Tarefas a fazer:
A - De acordo com o texto sobre a fungibilidade entre os agravos, qual é o prazo para interpor o agravo em recurso especial?
B - Por favor, dê continuidade ao texto sobre a fungibilidade entre os agravos, começando logo após a última frase apresentada.

Texto citado:
★ ★ ★ ★ ★ ★ ★

E não é só. Como já mencionado, o STJ[8] e STF têm precedentes contrários à fungibilidade entre os dois agravos, configurando erro grosseiro o manejo do recurso incabível e, como consequência, não correu a interrupção do prazo recursal, especialmente após o julgamento da Questão de Ordem no AI 760.358/SE, Rel. Min. Gilmar Mendes, DJe de 19.2.2010[9]:

“AGRAVO INTERNO NO AGRAVO EM RECURSO ESPECIAL. PROCESSUAL CIVIL. INTEMPESTIVIDADE. AGRAVO INTERNO  INCABÍVEL INTERPOSTO CONTRA DECISÃO QUE NÃO ADMITIU RECURSO ESPECIAL. NÃO SUSPENSÃO OU INTERRUPÇÃO DO PRAZO RECURSAL. AGRAVO INTERNO IMPROVIDO. 1. É intempestivo o agravo em recurso especial interposto depois de escoado o prazo de 15 (quinze) dias úteis previsto nos arts. 219, caput, 994, VI, e 1.003, § 5º, do CPC/2015. 2. Nos termos do art. 1.042 do CPC/2015, contra decisão que não admite o recurso especial é cabível agravo nos próprios autos para o Superior Tribunal de Justiça, e não agravo interno, salvo quando fundada na aplicação de entendimento firmado em julgamento de recursos repetitivos, o que não ocorre na presente hipótese. 3. O agravo interno interposto na origem, contra decisão que não admitiu o recurso especial, é manifestamente incabível. 4. "O recurso manifestamente incabível, intempestivo ou inexistente não suspende nem interrompe o prazo para a interposição de recurso adequado" (AgRg no RE nos EDcl no REsp 1.534.058/RS, Rel. Ministro Humberto Martins, Corte Especial, DJe de 10/5/2017). 5. Agravo interno ao qual se nega provimento (AgInt no AREsp 1326751 / MG – Rel. Min. Raul Araújo – 4ª T – J. em 13/11/2018 – DJ de 06/12/2018).

★ ★ ★ ★ ★ ★ ★

Bloco de dados:
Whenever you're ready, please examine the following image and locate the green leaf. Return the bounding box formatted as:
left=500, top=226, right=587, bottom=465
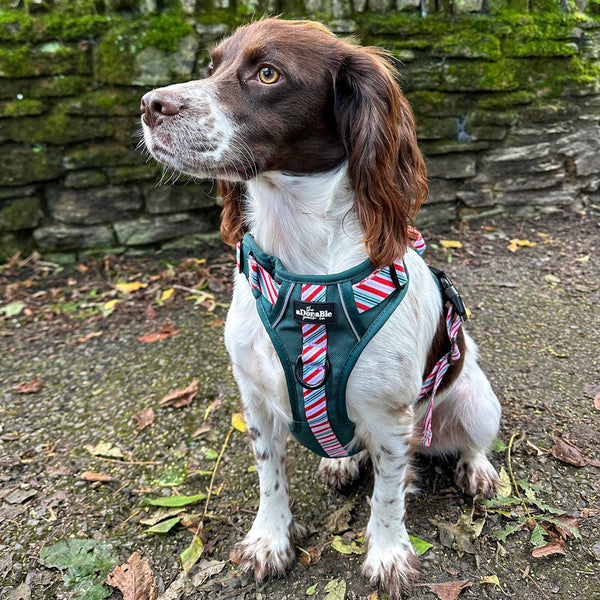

★ ★ ★ ★ ★ ★ ★

Respostas por tarefa:
A - O prazo é de 15 (quinze) dias úteis.

B -
“AGRAVO EM RECURSO EXTRAORDINÁRIO. RECURSO EXTRAORDINÁRIO A QUE SE NEGOU SEGUIMENTO. SISTEMÁTICA DA REPERCUSSÃO GERAL. RECURSO MANIFESTAMENTE INCABÍVEL. ART. 1.030, § 2º, DO CPC. IMPOSSIBILIDADE DE APLICAÇÃO DO PRINCÍPIO DA FUNGIBILIDADE RECURSAL. PRAZO RECURSAL NÃO INTERROMPIDO. CERTIFICAÇÃO DO TRÂNSITO EM JULGADO. 1. Conforme previsão do artigo 1.030, § 2º, do Estatuto Processual Civil, é cabível agravo interno/regimental contra a decisão que negar seguimento a recurso extraordinário que discuta questão constitucional à qual o Supremo Tribunal Federal não tenha reconhecido a existência de repercussão geral ou interposto contra acórdão que esteja em conformidade com entendimento do Excelso Pretório exarado no regime de repercussão geral. 2. A interposição de agravo em recurso extraordinário em face de decisão que negou seguimento ao recurso extraordinário, nos termos do artigo 1.030, inciso I, alínea "a", do Código de Processo Civil, evidencia a ocorrência de erro grosseiro, a impossibilitar a aplicação do princípio da fungibilidade recursal ao caso. 3. Tratando-se de recurso manifestamente incabível, que não suspende nem interrompe o prazo para a interposição de outro recurso, verifica-se a ocorrência do trânsito em julgado da decisão que negou seguimento ao recurso extraordinário. 4. Agravo em recurso extraordinário não conhecido” (ARE no RE no AgRg no AREsp 1128907 / RS – Rel. Min. João Otávio de Noronha – Corte Especial – J. em 07.11.2018, DJe de 20/11/2018).

No caso em comento, os Tribunais também têm aplicado o Enunciado n.º 322 da Súmula do STF, que possui a seguinte redação: “não terá seguimento pedido ou recurso dirigido ao Supremo Tribunal Federal, quando manifestamente incabível, ou apresentado fora do prazo, ou quando for evidente a incompetência do Tribunal”. Portanto, além de não admitir a fungibilidade, ocorre o trânsito em julgado precoce da decisão recorrida pelo agravo equivocado.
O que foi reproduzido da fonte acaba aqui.